Without altering a word, return the records below, but exclude the pictures.

* [Stored data]
"""
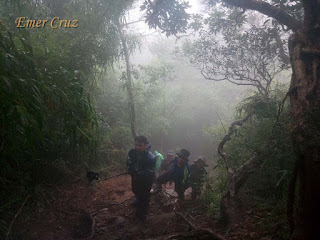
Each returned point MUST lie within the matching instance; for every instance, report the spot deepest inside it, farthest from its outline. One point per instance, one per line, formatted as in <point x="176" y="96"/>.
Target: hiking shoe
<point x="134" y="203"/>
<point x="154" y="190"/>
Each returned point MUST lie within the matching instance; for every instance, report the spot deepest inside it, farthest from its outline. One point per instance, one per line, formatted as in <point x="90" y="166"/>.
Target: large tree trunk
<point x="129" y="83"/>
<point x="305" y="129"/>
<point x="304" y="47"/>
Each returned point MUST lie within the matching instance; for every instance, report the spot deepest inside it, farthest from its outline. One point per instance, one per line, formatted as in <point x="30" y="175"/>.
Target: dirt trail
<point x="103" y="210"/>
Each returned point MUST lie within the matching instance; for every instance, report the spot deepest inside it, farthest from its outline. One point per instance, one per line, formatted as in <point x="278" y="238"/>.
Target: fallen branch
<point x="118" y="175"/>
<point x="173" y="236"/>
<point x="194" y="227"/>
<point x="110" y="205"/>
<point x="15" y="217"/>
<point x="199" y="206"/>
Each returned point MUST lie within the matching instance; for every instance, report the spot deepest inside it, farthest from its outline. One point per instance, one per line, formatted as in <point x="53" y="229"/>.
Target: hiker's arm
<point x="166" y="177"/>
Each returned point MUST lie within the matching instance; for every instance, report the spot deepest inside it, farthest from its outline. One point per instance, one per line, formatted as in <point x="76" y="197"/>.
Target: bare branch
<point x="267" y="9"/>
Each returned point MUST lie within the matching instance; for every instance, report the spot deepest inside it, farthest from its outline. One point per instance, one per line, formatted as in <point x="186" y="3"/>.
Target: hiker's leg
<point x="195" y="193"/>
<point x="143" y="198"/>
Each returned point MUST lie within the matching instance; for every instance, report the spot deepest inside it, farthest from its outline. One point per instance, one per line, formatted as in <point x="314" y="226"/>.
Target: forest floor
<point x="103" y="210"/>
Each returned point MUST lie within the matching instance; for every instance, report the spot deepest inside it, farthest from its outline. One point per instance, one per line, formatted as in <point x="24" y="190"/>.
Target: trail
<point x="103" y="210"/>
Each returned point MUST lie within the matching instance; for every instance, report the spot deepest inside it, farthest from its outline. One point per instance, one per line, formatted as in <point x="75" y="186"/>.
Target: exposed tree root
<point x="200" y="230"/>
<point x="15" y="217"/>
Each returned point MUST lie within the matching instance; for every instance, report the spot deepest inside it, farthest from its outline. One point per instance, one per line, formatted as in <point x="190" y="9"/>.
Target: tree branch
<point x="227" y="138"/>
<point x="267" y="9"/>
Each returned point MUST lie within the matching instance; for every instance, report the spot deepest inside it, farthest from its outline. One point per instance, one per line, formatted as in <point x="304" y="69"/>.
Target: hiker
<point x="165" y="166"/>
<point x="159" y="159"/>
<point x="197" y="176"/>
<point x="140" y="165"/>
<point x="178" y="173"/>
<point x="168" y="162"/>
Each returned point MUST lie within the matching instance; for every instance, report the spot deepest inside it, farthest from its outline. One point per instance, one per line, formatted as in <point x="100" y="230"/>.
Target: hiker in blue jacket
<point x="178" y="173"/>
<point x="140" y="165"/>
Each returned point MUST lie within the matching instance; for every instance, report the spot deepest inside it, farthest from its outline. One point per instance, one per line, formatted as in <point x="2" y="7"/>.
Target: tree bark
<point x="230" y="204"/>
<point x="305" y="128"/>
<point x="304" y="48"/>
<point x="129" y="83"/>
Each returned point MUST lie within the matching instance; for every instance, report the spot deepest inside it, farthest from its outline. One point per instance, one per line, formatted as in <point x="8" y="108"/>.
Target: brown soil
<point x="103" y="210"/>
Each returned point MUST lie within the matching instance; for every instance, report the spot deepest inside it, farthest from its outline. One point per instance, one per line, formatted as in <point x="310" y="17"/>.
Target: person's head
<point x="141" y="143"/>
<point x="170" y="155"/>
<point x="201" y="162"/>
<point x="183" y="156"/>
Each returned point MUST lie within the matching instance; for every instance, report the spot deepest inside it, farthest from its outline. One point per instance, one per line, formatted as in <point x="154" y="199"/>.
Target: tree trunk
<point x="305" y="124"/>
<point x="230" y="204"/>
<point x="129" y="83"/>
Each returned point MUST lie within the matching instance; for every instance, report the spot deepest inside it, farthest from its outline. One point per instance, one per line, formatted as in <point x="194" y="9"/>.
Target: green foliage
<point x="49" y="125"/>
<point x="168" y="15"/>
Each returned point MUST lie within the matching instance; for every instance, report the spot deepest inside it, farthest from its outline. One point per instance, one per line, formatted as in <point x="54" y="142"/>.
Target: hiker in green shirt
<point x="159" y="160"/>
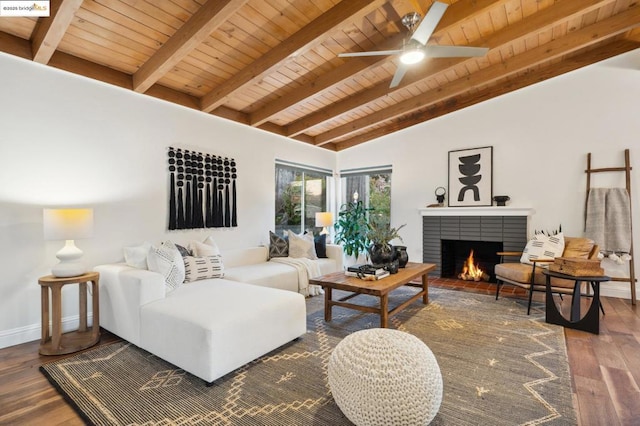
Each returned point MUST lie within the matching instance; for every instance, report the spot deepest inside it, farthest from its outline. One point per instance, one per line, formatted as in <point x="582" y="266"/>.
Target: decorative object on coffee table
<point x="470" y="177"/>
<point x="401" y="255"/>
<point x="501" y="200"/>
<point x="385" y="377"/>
"""
* [Exercise solution]
Each returned point MUST lie within the matching instance; for every instance, report the spot deepest inside it, farthest from its outline. One point per instance, one per line, formatted as in <point x="176" y="96"/>.
Target: hiking shoe
<point x="134" y="203"/>
<point x="154" y="190"/>
Each returned point MUST lie within the matching instance; for every instance, report the spot deepest inside it, farthest from its outline. One point per instance, one per line, formatted as in <point x="90" y="166"/>.
Target: large tree trunk
<point x="129" y="83"/>
<point x="305" y="129"/>
<point x="304" y="47"/>
Each returned point MUST lie within the matching instance; for every instance, report the spot deepest inside it, farthest from its outline. One point per instance, one per line, formatted as in <point x="30" y="175"/>.
Target: dirt trail
<point x="103" y="210"/>
Each returned point MUST lie within the matching instance; for every instance, report the spot deepest inside it, farthest from its outline. One point per instance, one per line, formatted as in <point x="278" y="238"/>.
Target: fallen branch
<point x="118" y="175"/>
<point x="173" y="236"/>
<point x="194" y="227"/>
<point x="110" y="205"/>
<point x="15" y="217"/>
<point x="199" y="206"/>
Each returned point MUST lie within the matching instance; for every instance, report the spot deepest inside it, farthest from its outline. One point per instance, one per line, formatted as in <point x="53" y="229"/>.
Target: hiker's arm
<point x="166" y="177"/>
Each returned point MUST lie within the matching instance; for every instance, report the spot deepest inside it, farthest from its outline. One point per instance, one per line, formatted as in <point x="76" y="197"/>.
Target: bare branch
<point x="267" y="9"/>
Each returned point MUST lie within the matching instance; for every instance, report the spot deepest inside it, farthest from its outline. One point per instance, one per line, formatted as in <point x="186" y="3"/>.
Target: hiker's leg
<point x="195" y="193"/>
<point x="143" y="198"/>
Each returned point MUST lie within the matching instance; for every instance, report the spot deepest inside it, farthest from its outline. One point per instance, one per line, formatted as in <point x="314" y="226"/>.
Target: forest floor
<point x="103" y="210"/>
Each returned point MUST lie within the matching instance; for every instance, report the spot deepest inside it, farthest from its outline. One point per instance, one per line, formatted as in <point x="24" y="190"/>.
Target: trail
<point x="103" y="210"/>
Each returned point MUST lie within the matching instance; for every instance, report the spot deepest inside it, farthest from its outline. One point per instance, one per line, formatted as in <point x="75" y="186"/>.
Target: exposed tree root
<point x="200" y="230"/>
<point x="15" y="217"/>
Each returned point MUST lie within the matching instance; for every instance, report the spot deepest inside it, farthest from its outline. One point per instance, one per line, formatted as in <point x="190" y="9"/>.
Target: tree branch
<point x="227" y="138"/>
<point x="267" y="9"/>
Each returned point MUST lie within the matching instance; for every instance, report the spot deepest inside it, farthest from its outline. One point per instance, one per line, formatted as in <point x="304" y="69"/>.
Target: hiker
<point x="165" y="166"/>
<point x="159" y="159"/>
<point x="197" y="176"/>
<point x="140" y="165"/>
<point x="178" y="173"/>
<point x="168" y="162"/>
Each returned point MUST lie within the matching instance; for every instance, report the spot deepest inside it, farthest from its outline. One point per instance, one per line, formatted as in <point x="100" y="230"/>.
Target: hiker in blue jacket
<point x="178" y="173"/>
<point x="140" y="165"/>
Each returned point MUST lie within the matching instance; for every instance, report the spot deepest inside it, farthest from its outline. One point per instance, one per line, formatted as in <point x="2" y="7"/>.
Target: tree bark
<point x="230" y="204"/>
<point x="305" y="128"/>
<point x="304" y="48"/>
<point x="129" y="83"/>
Each returned point MUST lie within the matching instance; for every instance, report the spot deepest inside it, farthest from its outline. One point per instance, one per line, formatted as in <point x="8" y="108"/>.
Target: brown soil
<point x="103" y="210"/>
Each returned point MUST lie within the matching instance; for every instance, report the spot deepest inside it, farthest from its outline. One point per instance, one per line, formatted as in <point x="310" y="17"/>.
Target: person's head
<point x="141" y="143"/>
<point x="170" y="155"/>
<point x="201" y="162"/>
<point x="183" y="156"/>
Each returned point MUST lie within the matching instance; for every instance, report the spot deepest inside it, farthest from its outline. One point per instance, one per line, formatted as in <point x="154" y="199"/>.
Target: tree trunk
<point x="305" y="124"/>
<point x="230" y="204"/>
<point x="129" y="83"/>
Each returned point MUST lie within the matching instance; for every instance, report the spot deepest inside it, farthest from its outline. One point per instance, one per line, formatted as in <point x="194" y="9"/>.
Target: green foliage
<point x="49" y="125"/>
<point x="168" y="15"/>
Each returned point MUST lie within the matching instance; for every instance, report the spot deepest inside it, farthest from its outline. One point per instance, one per line, formatted as in <point x="54" y="142"/>.
Target: hiker in green shirt
<point x="159" y="160"/>
Each returned point MUST lie within the matching instance; for every instance, report the spot deepest inside it, farthest from its outline. One point per instance, one per line, formatted as in <point x="582" y="266"/>.
Target: decorative object on coffee table
<point x="470" y="177"/>
<point x="401" y="255"/>
<point x="501" y="200"/>
<point x="385" y="377"/>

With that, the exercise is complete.